Short task 1:
In the blackout account, what temperature does the writer give for the heat inside a dark house?
Short task 2:
Print the stretch of the blackout account from "I was going" through "me tell you.".

I was going to make an entry here last night, but the power went out all over my part of Ho Chi Minh City. So a bunch of us sat there at the internet place in our swiveling desk chairs in the dark as the clerk dripped wax on the top of every other CPU so the candles would remain erect and give us some feeble light while we waited. The sight of ten people in a room full of computers with candles burning on top is surreal, let me tell you.

I only waited as long as it took him to finish the candle-lighting process -- by that time it was clear that this wasn't one of those 2 minute outages. So I decided to go get some dinner at a sidewalk noodle soup place a few blocks away. You'd think, wouldn't you, that things would be pretty quiet during a blackout, since nobody could play music or anything, but it was actually quite the opposite. For one thing, everyone was on the street. It's just not fun to sit in your pitch black house for an hour in 85 degree heat with no fan while waiting for the power to return. But the real noise came from from the generators. Standard operating procedure for most of the restaurants and hotels catering to foreigners is to wheel a generator out onto the sidewalk to get business going as soon as possible. So the streets were alive with people wandering around chatting and eating, motorbikes as usual, and small generators apparently competing to be the loudest. Not serene, but no looting, so I guess it's not all bad.

Stored data:
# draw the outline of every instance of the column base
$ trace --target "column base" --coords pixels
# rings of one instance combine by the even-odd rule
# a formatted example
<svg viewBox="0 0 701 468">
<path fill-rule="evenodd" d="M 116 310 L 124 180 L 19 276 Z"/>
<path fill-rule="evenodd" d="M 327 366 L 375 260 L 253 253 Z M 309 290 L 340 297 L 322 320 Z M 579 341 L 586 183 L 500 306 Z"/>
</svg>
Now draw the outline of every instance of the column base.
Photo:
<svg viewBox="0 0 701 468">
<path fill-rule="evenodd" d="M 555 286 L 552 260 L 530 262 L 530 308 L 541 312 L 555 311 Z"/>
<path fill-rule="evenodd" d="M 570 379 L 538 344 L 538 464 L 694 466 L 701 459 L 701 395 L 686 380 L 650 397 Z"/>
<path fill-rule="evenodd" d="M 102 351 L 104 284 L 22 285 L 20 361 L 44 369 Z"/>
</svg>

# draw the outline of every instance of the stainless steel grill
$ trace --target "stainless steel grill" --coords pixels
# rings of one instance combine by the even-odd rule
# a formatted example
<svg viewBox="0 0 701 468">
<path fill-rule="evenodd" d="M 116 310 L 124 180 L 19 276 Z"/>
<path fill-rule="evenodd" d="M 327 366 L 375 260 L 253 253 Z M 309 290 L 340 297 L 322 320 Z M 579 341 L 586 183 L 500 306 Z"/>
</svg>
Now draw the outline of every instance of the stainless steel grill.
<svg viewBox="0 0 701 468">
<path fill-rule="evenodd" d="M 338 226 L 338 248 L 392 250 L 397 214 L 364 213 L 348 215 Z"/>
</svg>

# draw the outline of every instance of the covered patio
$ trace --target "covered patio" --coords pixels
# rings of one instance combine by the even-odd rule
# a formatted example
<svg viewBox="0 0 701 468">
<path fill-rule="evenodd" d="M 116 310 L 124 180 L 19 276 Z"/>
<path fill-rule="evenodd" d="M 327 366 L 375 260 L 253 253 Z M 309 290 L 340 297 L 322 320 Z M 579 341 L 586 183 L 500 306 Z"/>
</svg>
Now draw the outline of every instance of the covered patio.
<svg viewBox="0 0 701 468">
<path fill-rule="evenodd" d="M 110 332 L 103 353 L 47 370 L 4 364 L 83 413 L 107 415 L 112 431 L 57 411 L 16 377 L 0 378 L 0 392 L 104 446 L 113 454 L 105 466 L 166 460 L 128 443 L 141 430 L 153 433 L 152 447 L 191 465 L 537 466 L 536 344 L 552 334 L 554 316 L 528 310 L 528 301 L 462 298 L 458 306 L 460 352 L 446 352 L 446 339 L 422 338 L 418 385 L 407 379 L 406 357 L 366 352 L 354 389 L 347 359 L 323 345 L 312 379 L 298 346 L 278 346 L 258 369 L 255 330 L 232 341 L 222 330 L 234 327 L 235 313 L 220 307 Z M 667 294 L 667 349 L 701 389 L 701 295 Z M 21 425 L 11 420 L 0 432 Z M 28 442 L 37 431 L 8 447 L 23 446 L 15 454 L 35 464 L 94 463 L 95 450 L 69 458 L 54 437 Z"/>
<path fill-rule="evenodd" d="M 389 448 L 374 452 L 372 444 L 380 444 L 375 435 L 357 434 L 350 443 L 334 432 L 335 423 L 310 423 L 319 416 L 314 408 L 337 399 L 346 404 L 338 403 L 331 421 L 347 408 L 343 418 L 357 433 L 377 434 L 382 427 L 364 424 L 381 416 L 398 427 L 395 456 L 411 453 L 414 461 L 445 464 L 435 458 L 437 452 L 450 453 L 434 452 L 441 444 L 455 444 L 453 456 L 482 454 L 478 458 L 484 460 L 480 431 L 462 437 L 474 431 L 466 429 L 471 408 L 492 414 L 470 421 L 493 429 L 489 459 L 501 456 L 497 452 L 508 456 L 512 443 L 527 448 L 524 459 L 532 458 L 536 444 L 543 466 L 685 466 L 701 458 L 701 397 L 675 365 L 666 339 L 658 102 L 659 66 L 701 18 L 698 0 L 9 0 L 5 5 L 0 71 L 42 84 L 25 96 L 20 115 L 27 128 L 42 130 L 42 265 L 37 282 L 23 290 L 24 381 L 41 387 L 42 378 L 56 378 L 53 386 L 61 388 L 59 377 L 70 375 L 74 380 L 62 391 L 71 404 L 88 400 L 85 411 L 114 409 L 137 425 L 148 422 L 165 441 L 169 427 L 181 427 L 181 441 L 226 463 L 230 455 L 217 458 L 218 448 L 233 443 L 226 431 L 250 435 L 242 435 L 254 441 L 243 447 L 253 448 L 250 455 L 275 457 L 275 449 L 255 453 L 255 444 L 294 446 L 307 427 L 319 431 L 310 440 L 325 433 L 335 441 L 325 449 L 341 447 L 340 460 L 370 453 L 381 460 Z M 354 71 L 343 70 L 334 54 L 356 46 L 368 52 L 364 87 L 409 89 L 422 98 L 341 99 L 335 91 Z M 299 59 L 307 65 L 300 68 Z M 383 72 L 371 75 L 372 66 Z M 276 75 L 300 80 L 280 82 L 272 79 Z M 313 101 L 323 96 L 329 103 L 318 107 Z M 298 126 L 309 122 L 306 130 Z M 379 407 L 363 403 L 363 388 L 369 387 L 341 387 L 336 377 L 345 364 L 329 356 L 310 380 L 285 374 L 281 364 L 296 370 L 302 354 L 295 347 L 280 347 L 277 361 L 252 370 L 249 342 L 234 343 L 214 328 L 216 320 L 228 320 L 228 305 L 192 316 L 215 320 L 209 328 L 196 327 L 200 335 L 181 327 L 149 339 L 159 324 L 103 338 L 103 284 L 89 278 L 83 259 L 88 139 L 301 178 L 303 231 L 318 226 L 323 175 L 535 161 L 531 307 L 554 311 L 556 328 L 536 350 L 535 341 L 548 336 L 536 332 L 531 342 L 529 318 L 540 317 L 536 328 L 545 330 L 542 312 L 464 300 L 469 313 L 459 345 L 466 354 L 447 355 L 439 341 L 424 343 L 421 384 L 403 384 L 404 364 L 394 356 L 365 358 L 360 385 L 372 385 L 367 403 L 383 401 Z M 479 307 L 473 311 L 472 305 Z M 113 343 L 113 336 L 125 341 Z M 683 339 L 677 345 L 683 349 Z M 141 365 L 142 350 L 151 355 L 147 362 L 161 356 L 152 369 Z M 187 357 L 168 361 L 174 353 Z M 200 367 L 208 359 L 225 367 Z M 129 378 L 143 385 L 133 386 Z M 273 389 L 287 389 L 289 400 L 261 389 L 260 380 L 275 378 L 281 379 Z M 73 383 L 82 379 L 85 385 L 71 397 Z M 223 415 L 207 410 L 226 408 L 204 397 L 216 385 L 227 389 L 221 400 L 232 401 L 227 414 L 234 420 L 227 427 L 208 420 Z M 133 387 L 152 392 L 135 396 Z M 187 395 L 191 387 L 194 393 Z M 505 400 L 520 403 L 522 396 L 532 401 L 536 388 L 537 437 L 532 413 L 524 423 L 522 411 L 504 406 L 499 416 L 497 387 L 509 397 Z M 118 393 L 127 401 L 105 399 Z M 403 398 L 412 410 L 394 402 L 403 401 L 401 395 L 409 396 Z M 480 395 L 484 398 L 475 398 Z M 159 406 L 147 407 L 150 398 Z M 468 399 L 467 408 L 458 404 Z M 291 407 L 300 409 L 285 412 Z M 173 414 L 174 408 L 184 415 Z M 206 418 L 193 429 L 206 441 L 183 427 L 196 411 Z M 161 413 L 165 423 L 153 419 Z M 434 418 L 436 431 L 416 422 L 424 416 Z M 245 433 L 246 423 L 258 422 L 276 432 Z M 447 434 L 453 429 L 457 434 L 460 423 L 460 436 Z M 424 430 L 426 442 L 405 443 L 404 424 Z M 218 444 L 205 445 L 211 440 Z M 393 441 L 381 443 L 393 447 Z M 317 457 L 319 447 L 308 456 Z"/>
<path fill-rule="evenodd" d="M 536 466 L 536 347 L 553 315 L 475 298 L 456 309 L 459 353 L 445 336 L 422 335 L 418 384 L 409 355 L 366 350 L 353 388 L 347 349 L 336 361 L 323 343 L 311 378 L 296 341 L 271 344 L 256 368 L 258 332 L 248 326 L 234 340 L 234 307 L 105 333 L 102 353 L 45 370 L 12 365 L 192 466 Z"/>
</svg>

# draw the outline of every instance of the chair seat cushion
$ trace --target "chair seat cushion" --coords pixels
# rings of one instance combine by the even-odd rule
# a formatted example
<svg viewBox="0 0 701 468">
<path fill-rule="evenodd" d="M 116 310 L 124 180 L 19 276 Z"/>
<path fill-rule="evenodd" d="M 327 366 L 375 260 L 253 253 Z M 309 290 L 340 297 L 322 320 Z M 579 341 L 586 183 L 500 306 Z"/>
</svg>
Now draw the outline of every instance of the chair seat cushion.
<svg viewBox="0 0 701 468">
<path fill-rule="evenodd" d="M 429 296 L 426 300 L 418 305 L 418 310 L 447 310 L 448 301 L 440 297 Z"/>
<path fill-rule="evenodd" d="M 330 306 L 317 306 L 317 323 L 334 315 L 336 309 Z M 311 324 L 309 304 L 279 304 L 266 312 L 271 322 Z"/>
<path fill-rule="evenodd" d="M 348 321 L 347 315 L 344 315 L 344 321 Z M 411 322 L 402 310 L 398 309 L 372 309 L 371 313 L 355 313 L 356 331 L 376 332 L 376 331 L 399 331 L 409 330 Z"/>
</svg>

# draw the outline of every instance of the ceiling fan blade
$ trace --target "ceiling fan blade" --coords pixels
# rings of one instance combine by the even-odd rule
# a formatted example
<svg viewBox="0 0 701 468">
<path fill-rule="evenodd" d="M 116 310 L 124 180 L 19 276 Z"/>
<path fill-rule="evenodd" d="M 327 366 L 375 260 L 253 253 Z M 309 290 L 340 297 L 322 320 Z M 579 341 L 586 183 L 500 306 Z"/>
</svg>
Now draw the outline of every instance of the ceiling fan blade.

Full answer 1:
85 degrees

Full answer 2:
I was going to make an entry here last night, but the power went out all over my part of Ho Chi Minh City. So a bunch of us sat there at the internet place in our swiveling desk chairs in the dark as the clerk dripped wax on the top of every other CPU so the candles would remain erect and give us some feeble light while we waited. The sight of ten people in a room full of computers with candles burning on top is surreal, let me tell you.